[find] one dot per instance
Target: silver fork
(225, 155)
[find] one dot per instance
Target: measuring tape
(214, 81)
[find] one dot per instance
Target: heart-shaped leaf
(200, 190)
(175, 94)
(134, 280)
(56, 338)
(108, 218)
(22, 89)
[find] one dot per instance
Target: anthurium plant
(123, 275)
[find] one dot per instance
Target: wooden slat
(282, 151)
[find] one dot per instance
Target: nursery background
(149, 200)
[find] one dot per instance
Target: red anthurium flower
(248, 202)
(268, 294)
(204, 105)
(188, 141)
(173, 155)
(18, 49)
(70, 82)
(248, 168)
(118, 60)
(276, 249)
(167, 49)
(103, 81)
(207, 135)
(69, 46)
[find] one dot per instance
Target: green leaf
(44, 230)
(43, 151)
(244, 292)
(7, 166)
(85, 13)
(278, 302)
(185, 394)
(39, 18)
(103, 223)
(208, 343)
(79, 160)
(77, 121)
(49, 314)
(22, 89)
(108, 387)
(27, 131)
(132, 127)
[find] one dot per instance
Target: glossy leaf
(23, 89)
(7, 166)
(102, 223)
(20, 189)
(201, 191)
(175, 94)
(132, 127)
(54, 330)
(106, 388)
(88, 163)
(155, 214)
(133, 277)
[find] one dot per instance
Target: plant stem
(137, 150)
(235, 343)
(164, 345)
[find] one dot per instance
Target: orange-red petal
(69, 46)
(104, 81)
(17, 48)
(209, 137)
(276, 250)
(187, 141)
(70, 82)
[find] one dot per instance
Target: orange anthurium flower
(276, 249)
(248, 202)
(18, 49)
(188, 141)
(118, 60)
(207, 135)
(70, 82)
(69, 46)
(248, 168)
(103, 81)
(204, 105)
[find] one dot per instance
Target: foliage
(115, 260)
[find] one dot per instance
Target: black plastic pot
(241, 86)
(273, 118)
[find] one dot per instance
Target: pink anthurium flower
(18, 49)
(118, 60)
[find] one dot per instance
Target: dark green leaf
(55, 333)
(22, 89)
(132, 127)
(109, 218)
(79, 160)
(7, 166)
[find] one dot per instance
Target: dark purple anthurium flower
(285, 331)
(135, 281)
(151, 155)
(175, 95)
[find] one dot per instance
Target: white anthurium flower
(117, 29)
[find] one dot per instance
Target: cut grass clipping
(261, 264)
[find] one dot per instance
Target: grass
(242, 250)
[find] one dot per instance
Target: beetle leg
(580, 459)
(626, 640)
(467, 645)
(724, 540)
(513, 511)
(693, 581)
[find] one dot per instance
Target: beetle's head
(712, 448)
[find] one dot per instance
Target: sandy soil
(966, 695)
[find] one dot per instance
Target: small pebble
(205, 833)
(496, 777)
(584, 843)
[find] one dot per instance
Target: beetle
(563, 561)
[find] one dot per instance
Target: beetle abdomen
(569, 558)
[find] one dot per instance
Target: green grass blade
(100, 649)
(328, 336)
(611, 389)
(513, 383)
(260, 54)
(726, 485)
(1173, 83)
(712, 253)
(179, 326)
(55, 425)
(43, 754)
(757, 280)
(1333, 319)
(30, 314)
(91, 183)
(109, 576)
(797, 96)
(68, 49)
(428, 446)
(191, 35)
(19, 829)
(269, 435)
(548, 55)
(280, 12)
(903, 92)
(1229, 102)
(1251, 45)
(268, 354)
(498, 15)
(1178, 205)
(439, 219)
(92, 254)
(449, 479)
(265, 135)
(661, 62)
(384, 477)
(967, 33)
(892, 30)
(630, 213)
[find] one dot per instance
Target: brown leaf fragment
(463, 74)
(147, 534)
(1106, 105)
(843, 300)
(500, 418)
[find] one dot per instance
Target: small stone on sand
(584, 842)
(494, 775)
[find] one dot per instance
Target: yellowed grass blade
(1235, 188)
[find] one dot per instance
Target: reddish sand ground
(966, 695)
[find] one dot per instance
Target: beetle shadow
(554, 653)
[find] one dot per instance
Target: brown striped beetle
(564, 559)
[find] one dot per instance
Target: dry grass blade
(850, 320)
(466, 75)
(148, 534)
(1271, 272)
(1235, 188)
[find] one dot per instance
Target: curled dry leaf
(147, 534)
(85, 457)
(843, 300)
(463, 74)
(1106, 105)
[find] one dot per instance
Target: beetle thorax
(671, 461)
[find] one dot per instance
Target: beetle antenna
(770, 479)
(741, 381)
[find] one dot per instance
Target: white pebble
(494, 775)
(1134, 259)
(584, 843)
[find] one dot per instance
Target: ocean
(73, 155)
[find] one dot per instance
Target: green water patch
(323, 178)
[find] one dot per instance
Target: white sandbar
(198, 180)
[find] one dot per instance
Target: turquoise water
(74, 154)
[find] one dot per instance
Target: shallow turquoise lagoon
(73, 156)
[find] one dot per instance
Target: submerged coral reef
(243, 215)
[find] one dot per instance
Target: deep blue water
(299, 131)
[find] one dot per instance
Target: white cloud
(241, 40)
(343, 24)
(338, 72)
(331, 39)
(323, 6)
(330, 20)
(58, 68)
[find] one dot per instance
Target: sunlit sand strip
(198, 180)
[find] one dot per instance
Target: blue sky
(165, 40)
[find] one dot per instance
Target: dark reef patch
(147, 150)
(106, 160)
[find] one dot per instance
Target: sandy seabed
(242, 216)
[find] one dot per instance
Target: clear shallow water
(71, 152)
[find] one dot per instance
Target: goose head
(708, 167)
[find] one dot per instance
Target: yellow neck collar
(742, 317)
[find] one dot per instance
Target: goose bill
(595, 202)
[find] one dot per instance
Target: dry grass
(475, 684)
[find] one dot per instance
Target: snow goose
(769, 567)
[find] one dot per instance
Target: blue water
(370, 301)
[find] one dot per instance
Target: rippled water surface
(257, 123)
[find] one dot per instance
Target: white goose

- [EXERCISE DETAILS]
Write out every entry above, word for word.

- [RESPONSE TO THE EXERCISE]
[find] one dot per instance
Target: silver fork
(225, 155)
[find] one dot per instance
Target: measuring tape
(214, 81)
[find] one dot per instance
Target: heart-shaped leaf
(200, 190)
(175, 94)
(134, 280)
(56, 338)
(108, 218)
(22, 89)
[find] one dot per instance
Target: anthurium plant
(123, 275)
[find] one dot per instance
Target: wooden slat
(282, 151)
[find] one dot per instance
Target: nursery background
(149, 200)
[find] one dot per instance
Target: red anthurium flower
(248, 202)
(268, 294)
(204, 105)
(188, 141)
(173, 155)
(18, 49)
(70, 82)
(248, 168)
(118, 60)
(276, 249)
(167, 49)
(103, 81)
(207, 135)
(69, 46)
[find] one dot per instance
Target: green leaf
(44, 230)
(43, 151)
(244, 292)
(7, 166)
(85, 13)
(278, 302)
(185, 394)
(39, 18)
(103, 223)
(208, 343)
(79, 160)
(77, 121)
(49, 314)
(22, 89)
(108, 387)
(27, 131)
(132, 127)
[find] one dot per instance
Target: glossy leaf
(23, 89)
(7, 166)
(102, 223)
(20, 189)
(201, 191)
(175, 94)
(132, 127)
(54, 330)
(106, 388)
(88, 163)
(155, 214)
(133, 277)
[find] one dot per instance
Target: plant stem
(137, 150)
(235, 343)
(164, 345)
[find] one dot per instance
Target: orange-red petal
(69, 46)
(104, 81)
(17, 48)
(209, 137)
(276, 250)
(187, 141)
(70, 82)
[find] one dot per instance
Target: orange anthurium flower
(276, 249)
(248, 202)
(18, 49)
(188, 141)
(118, 60)
(207, 135)
(70, 82)
(69, 46)
(248, 168)
(103, 81)
(204, 105)
[find] one dot per instance
Target: foliage
(115, 260)
[find] one dot per instance
Target: black plastic pot
(241, 86)
(273, 118)
[find] one dot per instance
Target: pink anthurium flower
(18, 49)
(118, 60)
[find] one dot per instance
Target: dark green leaf
(55, 333)
(22, 89)
(132, 127)
(109, 218)
(79, 160)
(7, 166)
[find] one dot per instance
Target: dark purple anthurium flower
(285, 331)
(135, 281)
(151, 155)
(175, 95)
[find] one dot per instance
Target: white anthurium flower
(117, 29)
[find] one dot per instance
Target: cut grass clipping
(261, 264)
[find] one dot per instance
Target: grass
(242, 250)
[find] one dot per instance
Target: beetle leg
(580, 459)
(626, 640)
(467, 645)
(724, 540)
(513, 511)
(693, 581)
[find] one dot per instance
Target: beetle's head
(712, 448)
[find] one dot per instance
Target: sandy soil
(966, 695)
[find] one dot per instance
Target: small pebble
(205, 833)
(496, 777)
(584, 843)
[find] one dot per instance
Target: beetle
(563, 561)
[find] one dot per instance
Target: beetle abdomen
(569, 558)
[find] one dot per instance
Target: green grass blade
(100, 649)
(328, 336)
(611, 389)
(513, 383)
(260, 54)
(726, 485)
(1173, 83)
(712, 253)
(179, 326)
(55, 425)
(43, 754)
(757, 280)
(1333, 319)
(30, 314)
(91, 183)
(109, 576)
(797, 96)
(68, 49)
(428, 446)
(191, 35)
(19, 829)
(269, 435)
(548, 55)
(280, 12)
(903, 92)
(1229, 102)
(1251, 45)
(268, 354)
(498, 15)
(1178, 205)
(439, 219)
(92, 254)
(449, 479)
(265, 135)
(661, 62)
(384, 477)
(967, 33)
(892, 30)
(630, 213)
[find] one dot per instance
Target: brown leaf fragment
(463, 74)
(147, 534)
(1106, 105)
(843, 300)
(500, 418)
[find] one dot per instance
Target: small stone on sand
(584, 842)
(494, 775)
[find] one dot per instance
Target: yellowed grass blade
(1235, 188)
[find] one dot per instance
Target: reddish sand ground
(966, 695)
[find] one dot per instance
Target: beetle shadow
(554, 653)
[find] one dot per instance
Target: brown striped beetle
(564, 559)
[find] one dot per instance
Target: dry grass blade
(850, 320)
(466, 75)
(148, 534)
(1271, 272)
(1235, 188)
[find] one dot per instance
Target: curled dry leaf
(147, 534)
(85, 457)
(843, 300)
(463, 74)
(1106, 105)
[find] one dot per instance
Target: beetle thorax
(671, 461)
[find] one dot per instance
Target: beetle antenna
(770, 479)
(741, 381)
[find] one dot per instance
Target: white pebble
(494, 775)
(1134, 259)
(584, 843)
[find] one dot per instance
Target: ocean
(73, 155)
[find] one dot per instance
Target: green water patch
(323, 178)
[find] one dot per instance
Target: white sandbar
(198, 180)
[find] one dot per instance
Target: turquoise water
(74, 154)
[find] one dot per instance
Target: shallow turquoise lagoon
(73, 156)
[find] one dot per instance
Target: submerged coral reef
(243, 215)
[find] one dot per instance
Target: deep blue water
(299, 131)
[find] one dot per instance
Target: white cloud
(241, 40)
(343, 24)
(338, 72)
(331, 39)
(323, 6)
(330, 20)
(58, 68)
[find] one dot per instance
Target: sunlit sand strip
(198, 180)
[find] one dot per instance
Target: blue sky
(165, 40)
[find] one dot per instance
Target: dark reef patch
(147, 150)
(106, 160)
[find] one dot per instance
Target: sandy seabed
(242, 216)
[find] one dot per instance
Target: clear shallow water
(71, 152)
[find] one dot per instance
Target: goose head
(708, 167)
[find] one dot per instance
Target: yellow neck collar
(742, 317)
[find] one dot per instance
Target: goose bill
(595, 202)
[find] one dot per instance
Target: dry grass
(475, 684)
[find] one dot per instance
Target: snow goose
(769, 567)
[find] one dot per instance
Target: blue water
(370, 301)
[find] one dot per instance
Target: rippled water surface
(257, 123)
[find] one dot per instance
Target: white goose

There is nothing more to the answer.